Segment Start: Records supplied

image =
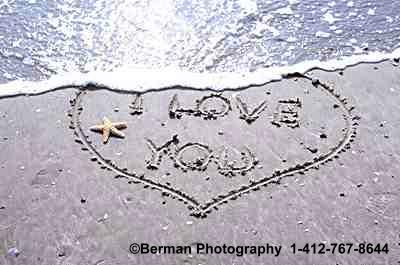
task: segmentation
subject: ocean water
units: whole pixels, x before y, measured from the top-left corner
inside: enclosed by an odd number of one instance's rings
[[[398,0],[0,0],[0,94],[49,78],[19,90],[239,87],[398,57],[399,44]]]

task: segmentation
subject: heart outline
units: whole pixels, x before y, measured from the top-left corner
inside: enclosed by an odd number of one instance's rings
[[[293,74],[287,76],[286,78],[290,79],[299,77],[308,79],[312,82],[314,87],[320,88],[339,103],[339,107],[342,110],[343,119],[346,122],[346,130],[343,138],[331,148],[330,152],[321,154],[317,157],[314,157],[312,160],[303,162],[302,164],[288,167],[282,171],[275,170],[270,176],[264,177],[257,181],[253,181],[248,185],[242,185],[240,188],[230,190],[225,194],[217,195],[216,197],[211,199],[212,202],[206,202],[205,204],[198,202],[194,197],[189,196],[185,192],[174,189],[173,187],[170,187],[168,185],[155,182],[151,179],[146,178],[144,175],[138,176],[135,173],[130,173],[128,171],[120,169],[110,160],[105,159],[91,144],[91,141],[88,140],[88,136],[86,136],[82,127],[80,126],[81,122],[79,120],[79,116],[83,109],[81,106],[82,96],[87,93],[84,87],[77,93],[75,99],[70,101],[72,107],[72,114],[70,115],[70,128],[74,130],[74,135],[77,137],[75,141],[79,144],[84,145],[82,149],[89,151],[91,154],[93,154],[96,158],[95,161],[101,164],[103,168],[114,171],[115,173],[117,173],[117,177],[119,178],[129,179],[129,184],[142,183],[144,184],[144,188],[150,187],[151,189],[159,190],[164,196],[171,196],[174,199],[182,201],[184,204],[187,205],[188,209],[190,210],[190,215],[198,218],[205,218],[212,211],[212,209],[217,210],[219,205],[227,203],[230,200],[235,200],[238,197],[241,197],[252,191],[260,190],[261,187],[268,186],[273,183],[279,184],[280,181],[285,177],[290,177],[295,174],[304,174],[310,169],[318,168],[320,165],[324,165],[334,158],[338,158],[338,154],[340,154],[341,152],[345,152],[346,149],[350,148],[350,143],[354,141],[354,138],[357,134],[357,120],[360,119],[359,116],[353,114],[354,106],[349,107],[346,98],[340,98],[340,94],[335,93],[334,89],[330,88],[328,85],[320,82],[319,80],[311,79],[310,77],[301,74]]]

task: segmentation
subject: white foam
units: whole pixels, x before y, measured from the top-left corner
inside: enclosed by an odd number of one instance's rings
[[[239,0],[238,4],[248,13],[257,12],[257,2],[252,0]]]
[[[370,15],[370,16],[374,16],[375,15],[375,9],[372,9],[372,8],[368,9],[367,14]]]
[[[193,89],[239,89],[276,81],[292,73],[305,74],[313,69],[335,71],[359,63],[374,63],[400,58],[400,48],[392,53],[373,52],[329,61],[305,61],[290,66],[263,68],[254,72],[194,73],[176,68],[144,69],[125,67],[113,72],[64,73],[44,81],[16,80],[0,85],[0,97],[35,95],[48,91],[94,84],[111,90],[145,92],[170,87]]]
[[[290,6],[282,7],[274,11],[274,13],[281,15],[293,15],[293,10]]]
[[[336,21],[339,21],[340,19],[335,18],[332,13],[330,11],[326,12],[323,16],[322,16],[322,20],[328,22],[329,25],[334,24]]]
[[[329,38],[331,36],[331,34],[328,33],[328,32],[317,31],[315,33],[315,36],[318,37],[318,38]]]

Segment End: Records supplied

* [What you are asked to do]:
Copy the records shown above in their entirety and exactly; images are to be left out.

* [Response area]:
image =
task: segmentation
subject: ocean water
units: whole pixels, x before y, measured from the top-left corner
inside: enclosed by an odd number of one instance's rings
[[[398,0],[0,0],[0,94],[49,78],[19,90],[239,87],[398,57],[399,44]]]

task: segmentation
subject: heart outline
units: whole pixels, x before y, measured from the top-left corner
inside: enclosed by an odd number of one instance's rings
[[[293,74],[287,76],[286,78],[290,79],[299,77],[308,79],[312,82],[314,87],[320,88],[339,103],[339,107],[342,110],[343,119],[346,122],[346,130],[343,138],[331,148],[330,152],[321,154],[317,157],[314,157],[312,160],[303,162],[302,164],[288,167],[282,171],[275,170],[270,176],[264,177],[257,181],[253,181],[248,185],[242,185],[240,188],[230,190],[225,194],[217,195],[216,197],[211,199],[212,202],[206,202],[205,204],[198,202],[194,197],[189,196],[185,192],[174,189],[173,187],[170,187],[168,185],[155,182],[151,179],[146,178],[144,175],[138,176],[135,173],[130,173],[128,171],[120,169],[110,160],[105,159],[91,144],[91,141],[88,140],[88,136],[86,136],[82,127],[80,126],[81,122],[79,120],[79,116],[83,109],[81,106],[82,96],[87,93],[84,87],[77,93],[75,99],[70,101],[72,107],[72,114],[70,115],[70,128],[74,130],[74,135],[77,137],[75,141],[79,144],[84,145],[82,149],[89,151],[91,154],[93,154],[96,158],[95,161],[101,164],[103,168],[114,171],[115,173],[117,173],[117,177],[119,178],[129,179],[129,184],[142,183],[144,184],[144,188],[150,187],[151,189],[159,190],[164,196],[171,196],[174,199],[182,201],[184,204],[187,205],[188,209],[190,210],[190,215],[198,218],[205,218],[212,211],[212,209],[217,210],[219,205],[227,203],[230,200],[235,200],[238,197],[241,197],[252,191],[260,190],[261,187],[268,186],[273,183],[279,184],[280,181],[285,177],[290,177],[295,174],[304,174],[310,169],[318,168],[320,165],[324,165],[334,158],[338,158],[338,154],[340,154],[341,152],[345,152],[346,149],[350,148],[350,143],[354,141],[354,138],[357,134],[357,120],[360,119],[359,116],[353,114],[354,106],[349,107],[346,98],[340,98],[340,94],[335,93],[334,89],[330,88],[328,85],[320,82],[319,80],[311,79],[310,77],[301,74]]]

task: segmentation
subject: white foam
units: whole pixels, x before y, measured from the top-left corner
inside: enclosed by an odd number of one instance's rings
[[[239,0],[238,4],[248,13],[257,12],[257,2],[252,0]]]
[[[370,15],[370,16],[374,16],[375,15],[375,9],[372,9],[372,8],[368,9],[367,14]]]
[[[193,89],[239,89],[276,81],[292,73],[305,74],[313,69],[335,71],[359,63],[374,63],[400,58],[400,48],[392,53],[373,52],[329,61],[305,61],[290,66],[263,68],[254,72],[194,73],[176,68],[144,69],[125,67],[113,72],[64,73],[44,81],[16,80],[0,85],[0,97],[35,95],[48,91],[94,84],[111,90],[145,92],[170,87]]]
[[[290,6],[282,7],[274,11],[274,13],[281,15],[293,15],[293,10]]]
[[[336,21],[339,21],[340,19],[335,18],[332,13],[330,11],[326,12],[323,16],[322,16],[322,20],[328,22],[329,25],[334,24]]]
[[[329,38],[331,36],[331,34],[328,33],[328,32],[317,31],[315,33],[315,36],[318,37],[318,38]]]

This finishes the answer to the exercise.